Photo object pointing records:
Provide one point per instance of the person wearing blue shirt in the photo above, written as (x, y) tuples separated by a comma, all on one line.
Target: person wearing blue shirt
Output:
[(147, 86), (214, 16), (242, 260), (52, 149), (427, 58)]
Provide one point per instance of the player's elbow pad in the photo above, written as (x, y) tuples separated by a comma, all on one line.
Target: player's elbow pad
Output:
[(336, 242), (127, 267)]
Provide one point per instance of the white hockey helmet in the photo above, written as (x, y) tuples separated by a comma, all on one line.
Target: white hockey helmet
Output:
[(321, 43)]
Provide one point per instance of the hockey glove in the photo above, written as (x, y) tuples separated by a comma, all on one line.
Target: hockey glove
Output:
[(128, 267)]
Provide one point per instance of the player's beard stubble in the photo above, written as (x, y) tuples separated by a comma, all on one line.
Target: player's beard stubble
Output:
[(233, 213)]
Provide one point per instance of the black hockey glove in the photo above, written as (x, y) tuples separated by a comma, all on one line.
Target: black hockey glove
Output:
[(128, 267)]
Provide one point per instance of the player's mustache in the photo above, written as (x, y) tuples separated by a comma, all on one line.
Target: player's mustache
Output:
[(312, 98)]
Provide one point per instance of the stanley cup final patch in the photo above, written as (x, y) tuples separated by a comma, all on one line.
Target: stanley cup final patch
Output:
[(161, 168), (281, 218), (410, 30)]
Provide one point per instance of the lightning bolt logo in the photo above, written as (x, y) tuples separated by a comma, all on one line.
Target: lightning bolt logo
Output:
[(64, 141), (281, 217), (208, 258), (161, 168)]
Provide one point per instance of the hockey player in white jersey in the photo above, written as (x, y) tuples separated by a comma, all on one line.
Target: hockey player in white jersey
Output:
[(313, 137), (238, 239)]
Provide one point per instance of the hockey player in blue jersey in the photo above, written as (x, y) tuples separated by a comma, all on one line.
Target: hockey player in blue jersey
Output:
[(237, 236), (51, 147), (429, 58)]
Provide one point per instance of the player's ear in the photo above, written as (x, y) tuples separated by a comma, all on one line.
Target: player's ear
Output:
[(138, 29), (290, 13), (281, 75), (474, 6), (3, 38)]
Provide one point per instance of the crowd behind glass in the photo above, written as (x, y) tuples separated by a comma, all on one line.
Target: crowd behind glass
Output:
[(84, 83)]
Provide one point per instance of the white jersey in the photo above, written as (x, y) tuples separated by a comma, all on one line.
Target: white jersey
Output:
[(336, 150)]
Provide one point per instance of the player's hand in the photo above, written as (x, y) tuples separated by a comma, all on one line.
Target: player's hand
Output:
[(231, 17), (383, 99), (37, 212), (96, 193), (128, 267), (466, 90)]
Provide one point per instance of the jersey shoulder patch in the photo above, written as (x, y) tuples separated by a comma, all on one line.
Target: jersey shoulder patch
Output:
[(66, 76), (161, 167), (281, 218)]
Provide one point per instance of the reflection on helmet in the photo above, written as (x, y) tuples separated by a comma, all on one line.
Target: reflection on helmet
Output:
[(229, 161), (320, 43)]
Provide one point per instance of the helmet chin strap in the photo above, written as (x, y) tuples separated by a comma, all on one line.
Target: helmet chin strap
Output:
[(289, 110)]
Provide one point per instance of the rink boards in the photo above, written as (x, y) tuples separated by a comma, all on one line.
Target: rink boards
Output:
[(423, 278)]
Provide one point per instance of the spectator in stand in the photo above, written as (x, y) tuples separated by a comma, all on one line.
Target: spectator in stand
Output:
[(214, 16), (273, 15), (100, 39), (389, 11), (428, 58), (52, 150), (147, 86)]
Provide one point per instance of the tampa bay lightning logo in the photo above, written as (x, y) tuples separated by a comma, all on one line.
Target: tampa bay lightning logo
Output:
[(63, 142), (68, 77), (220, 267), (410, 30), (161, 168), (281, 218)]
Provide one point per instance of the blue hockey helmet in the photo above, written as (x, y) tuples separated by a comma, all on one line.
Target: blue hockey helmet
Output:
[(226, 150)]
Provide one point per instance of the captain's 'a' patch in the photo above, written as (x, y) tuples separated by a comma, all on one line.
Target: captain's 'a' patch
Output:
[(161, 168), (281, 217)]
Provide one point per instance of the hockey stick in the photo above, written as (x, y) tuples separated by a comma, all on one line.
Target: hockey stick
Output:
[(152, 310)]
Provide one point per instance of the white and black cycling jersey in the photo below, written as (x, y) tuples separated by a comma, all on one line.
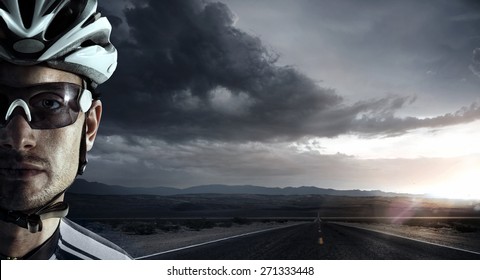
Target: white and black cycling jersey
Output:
[(74, 242)]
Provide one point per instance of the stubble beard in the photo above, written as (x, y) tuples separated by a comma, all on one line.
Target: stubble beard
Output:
[(29, 196)]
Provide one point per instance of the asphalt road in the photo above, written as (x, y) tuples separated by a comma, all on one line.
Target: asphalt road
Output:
[(312, 241)]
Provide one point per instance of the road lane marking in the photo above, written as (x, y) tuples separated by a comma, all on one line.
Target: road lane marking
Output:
[(215, 241), (409, 238)]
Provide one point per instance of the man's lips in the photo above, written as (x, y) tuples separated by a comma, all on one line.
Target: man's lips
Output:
[(21, 170)]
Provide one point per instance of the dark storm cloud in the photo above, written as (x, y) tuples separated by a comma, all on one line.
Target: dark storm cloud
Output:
[(186, 72)]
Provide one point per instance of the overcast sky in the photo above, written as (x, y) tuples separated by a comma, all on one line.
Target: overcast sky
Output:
[(376, 94)]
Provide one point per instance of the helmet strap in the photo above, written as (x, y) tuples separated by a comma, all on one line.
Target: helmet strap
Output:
[(83, 161)]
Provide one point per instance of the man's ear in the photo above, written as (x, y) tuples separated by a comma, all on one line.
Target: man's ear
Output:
[(93, 121)]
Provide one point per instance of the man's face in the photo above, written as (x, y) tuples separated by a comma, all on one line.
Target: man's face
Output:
[(36, 164)]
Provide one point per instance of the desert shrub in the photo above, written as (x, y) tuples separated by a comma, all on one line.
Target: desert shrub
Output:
[(199, 224), (225, 224), (139, 228), (167, 226), (241, 221)]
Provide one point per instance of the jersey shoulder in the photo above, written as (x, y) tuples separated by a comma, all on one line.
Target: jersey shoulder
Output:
[(77, 242)]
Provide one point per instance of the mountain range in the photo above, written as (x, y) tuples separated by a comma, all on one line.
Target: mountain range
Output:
[(81, 186)]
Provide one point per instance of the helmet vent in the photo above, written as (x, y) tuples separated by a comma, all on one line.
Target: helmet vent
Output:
[(27, 7), (53, 5), (61, 23), (2, 6)]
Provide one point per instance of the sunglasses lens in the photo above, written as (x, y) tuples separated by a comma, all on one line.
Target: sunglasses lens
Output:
[(52, 105)]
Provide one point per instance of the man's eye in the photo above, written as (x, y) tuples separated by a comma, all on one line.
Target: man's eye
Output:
[(50, 104)]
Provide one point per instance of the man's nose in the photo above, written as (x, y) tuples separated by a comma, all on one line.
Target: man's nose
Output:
[(17, 134)]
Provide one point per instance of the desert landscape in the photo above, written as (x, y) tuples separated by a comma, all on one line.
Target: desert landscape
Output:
[(147, 224)]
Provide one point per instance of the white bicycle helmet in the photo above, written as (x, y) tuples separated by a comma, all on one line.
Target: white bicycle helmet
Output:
[(69, 35)]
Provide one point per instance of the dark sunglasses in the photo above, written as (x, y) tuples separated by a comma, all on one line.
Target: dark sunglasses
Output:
[(46, 106)]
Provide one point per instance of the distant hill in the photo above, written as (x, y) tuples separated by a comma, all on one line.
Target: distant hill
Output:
[(81, 186)]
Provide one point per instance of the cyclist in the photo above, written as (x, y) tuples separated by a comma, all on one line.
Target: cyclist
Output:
[(53, 55)]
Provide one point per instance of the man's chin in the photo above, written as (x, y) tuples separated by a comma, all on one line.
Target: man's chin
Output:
[(23, 196)]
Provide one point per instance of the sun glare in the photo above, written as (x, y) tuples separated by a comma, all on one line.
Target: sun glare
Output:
[(463, 185)]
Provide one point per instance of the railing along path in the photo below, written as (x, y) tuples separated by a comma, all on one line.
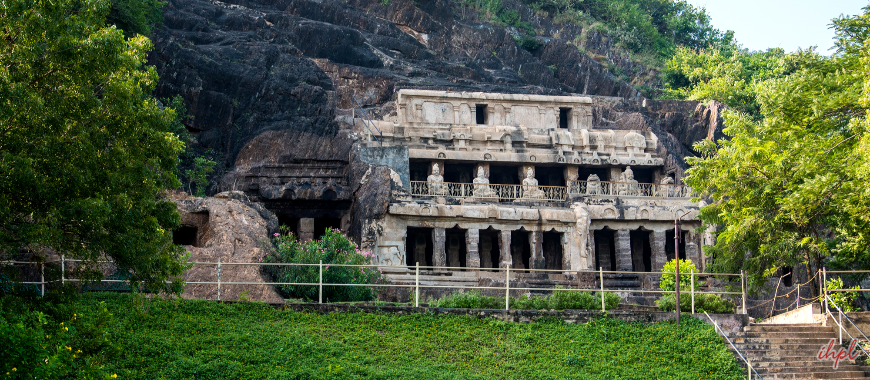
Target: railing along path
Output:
[(504, 192)]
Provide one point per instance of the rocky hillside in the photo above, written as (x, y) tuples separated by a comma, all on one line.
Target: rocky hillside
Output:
[(265, 80)]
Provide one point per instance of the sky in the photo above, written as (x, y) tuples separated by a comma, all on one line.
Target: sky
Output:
[(763, 24)]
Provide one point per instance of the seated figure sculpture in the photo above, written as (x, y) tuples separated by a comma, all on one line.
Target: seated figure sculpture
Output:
[(481, 185), (593, 185), (436, 182), (666, 187), (530, 186)]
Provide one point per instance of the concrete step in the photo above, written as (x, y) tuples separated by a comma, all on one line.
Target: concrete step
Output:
[(788, 328), (781, 340), (794, 361), (816, 375), (809, 369), (800, 335)]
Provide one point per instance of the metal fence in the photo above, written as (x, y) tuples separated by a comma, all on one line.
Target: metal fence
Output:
[(547, 193), (417, 285)]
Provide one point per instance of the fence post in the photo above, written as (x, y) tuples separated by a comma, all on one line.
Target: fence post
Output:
[(821, 297), (601, 279), (219, 279), (507, 288), (743, 289), (841, 325), (320, 282), (692, 282)]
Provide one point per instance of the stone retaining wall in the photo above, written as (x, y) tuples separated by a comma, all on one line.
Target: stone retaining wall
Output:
[(728, 322)]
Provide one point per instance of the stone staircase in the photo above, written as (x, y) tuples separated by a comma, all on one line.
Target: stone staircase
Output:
[(789, 351)]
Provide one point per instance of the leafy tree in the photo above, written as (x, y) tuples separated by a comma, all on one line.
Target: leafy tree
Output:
[(790, 186), (85, 151), (668, 281), (332, 248), (135, 16)]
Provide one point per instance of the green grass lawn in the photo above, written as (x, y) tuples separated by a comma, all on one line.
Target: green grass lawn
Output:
[(181, 339)]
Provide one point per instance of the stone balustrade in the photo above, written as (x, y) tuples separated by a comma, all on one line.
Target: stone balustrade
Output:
[(502, 192)]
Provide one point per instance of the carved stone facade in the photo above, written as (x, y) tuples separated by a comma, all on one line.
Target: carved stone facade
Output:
[(527, 181)]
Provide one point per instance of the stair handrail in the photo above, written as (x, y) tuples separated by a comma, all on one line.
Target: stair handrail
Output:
[(748, 365), (841, 315), (366, 117)]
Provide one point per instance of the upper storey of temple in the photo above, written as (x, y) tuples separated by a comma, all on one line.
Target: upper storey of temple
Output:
[(531, 129)]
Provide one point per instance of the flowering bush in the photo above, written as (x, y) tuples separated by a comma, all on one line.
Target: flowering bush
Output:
[(43, 339), (332, 248), (842, 299), (668, 282)]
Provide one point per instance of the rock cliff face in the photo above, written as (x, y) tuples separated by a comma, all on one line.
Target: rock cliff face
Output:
[(231, 229), (268, 83)]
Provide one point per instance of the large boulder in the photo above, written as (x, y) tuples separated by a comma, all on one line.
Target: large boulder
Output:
[(229, 228)]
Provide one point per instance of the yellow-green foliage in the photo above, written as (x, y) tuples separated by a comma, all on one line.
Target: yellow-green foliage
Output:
[(208, 340), (843, 300)]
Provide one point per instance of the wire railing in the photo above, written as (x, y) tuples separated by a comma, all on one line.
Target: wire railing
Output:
[(629, 189), (510, 274), (749, 369), (503, 192)]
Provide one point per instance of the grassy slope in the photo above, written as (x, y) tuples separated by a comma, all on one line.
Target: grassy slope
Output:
[(208, 340)]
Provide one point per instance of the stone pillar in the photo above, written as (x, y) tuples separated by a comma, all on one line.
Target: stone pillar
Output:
[(657, 244), (504, 245), (570, 250), (453, 245), (472, 257), (485, 251), (305, 229), (623, 250), (439, 256), (692, 253), (602, 249), (615, 173), (536, 240)]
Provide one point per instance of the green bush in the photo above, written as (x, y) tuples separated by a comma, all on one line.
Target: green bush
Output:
[(668, 280), (711, 303), (43, 338), (842, 299), (559, 300), (332, 248), (136, 16)]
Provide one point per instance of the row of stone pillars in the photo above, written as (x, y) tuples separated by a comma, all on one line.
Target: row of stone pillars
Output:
[(472, 246), (628, 251)]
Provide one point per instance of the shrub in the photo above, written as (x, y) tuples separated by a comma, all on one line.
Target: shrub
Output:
[(468, 300), (332, 248), (44, 339), (529, 43), (559, 300), (668, 280), (711, 303), (842, 299)]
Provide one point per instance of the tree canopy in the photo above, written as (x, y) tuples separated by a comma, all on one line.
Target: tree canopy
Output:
[(85, 150), (789, 185)]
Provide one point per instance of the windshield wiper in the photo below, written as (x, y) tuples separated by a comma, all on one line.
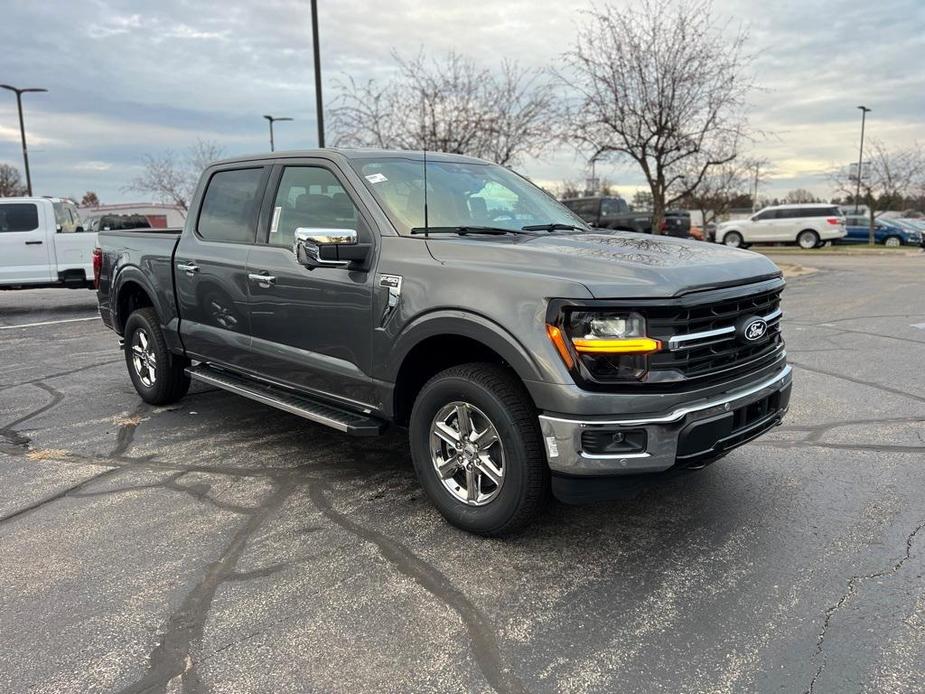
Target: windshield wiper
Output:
[(553, 227), (463, 230)]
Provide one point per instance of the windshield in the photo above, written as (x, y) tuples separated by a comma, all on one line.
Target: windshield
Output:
[(459, 194)]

Problem requirements —
Put the lines from the beginning of the records through the line containing "[(312, 98)]" into a numbered list, including both ends and omitting any blank lines.

Output for this exercise —
1. Provide one point per instance of the person wearing blue shirt in the photo above, written as (x, y) tuples separated by a comma, all on one line.
2. Target: person wearing blue shirt
3. Output:
4. [(147, 86), (214, 16), (242, 260), (52, 149), (427, 58)]
5. Provide one point per instance of the player's elbow pad in the photo above, written as (x, y) tuples separated by a comma, all on one line.
6. Target: player's elbow pad
7. Output:
8. [(336, 242), (127, 267)]
9. Provide one point per instance of the white hockey helmet in the photo above, written as (x, y) tuples separated by a comma, all on one line.
10. Target: white hockey helmet
11. Output:
12. [(321, 43)]
13. Provide one point per instance of the hockey glove in the photo above, written as (x, y) tuples separated by a comma, all on one line.
14. Target: hockey glove
15. Output:
16. [(128, 267)]
17. Provide one point per instance of the player's beard stubble in the photo above, written as (x, y) tuples separated by a comma, all on one line.
18. Target: player's beard stubble
19. Output:
20. [(233, 213)]
21. Provide one point per instance of the black hockey glove in the photo above, written as (x, y) tuples separated by a comma, all on one line.
22. Target: black hockey glove
23. Output:
24. [(128, 267)]
25. Provide one point per instance of the player's mustache in the photo above, written as (x, y) tuples separated by a comma, all on one line.
26. Target: player's mustache
27. Output:
28. [(312, 98)]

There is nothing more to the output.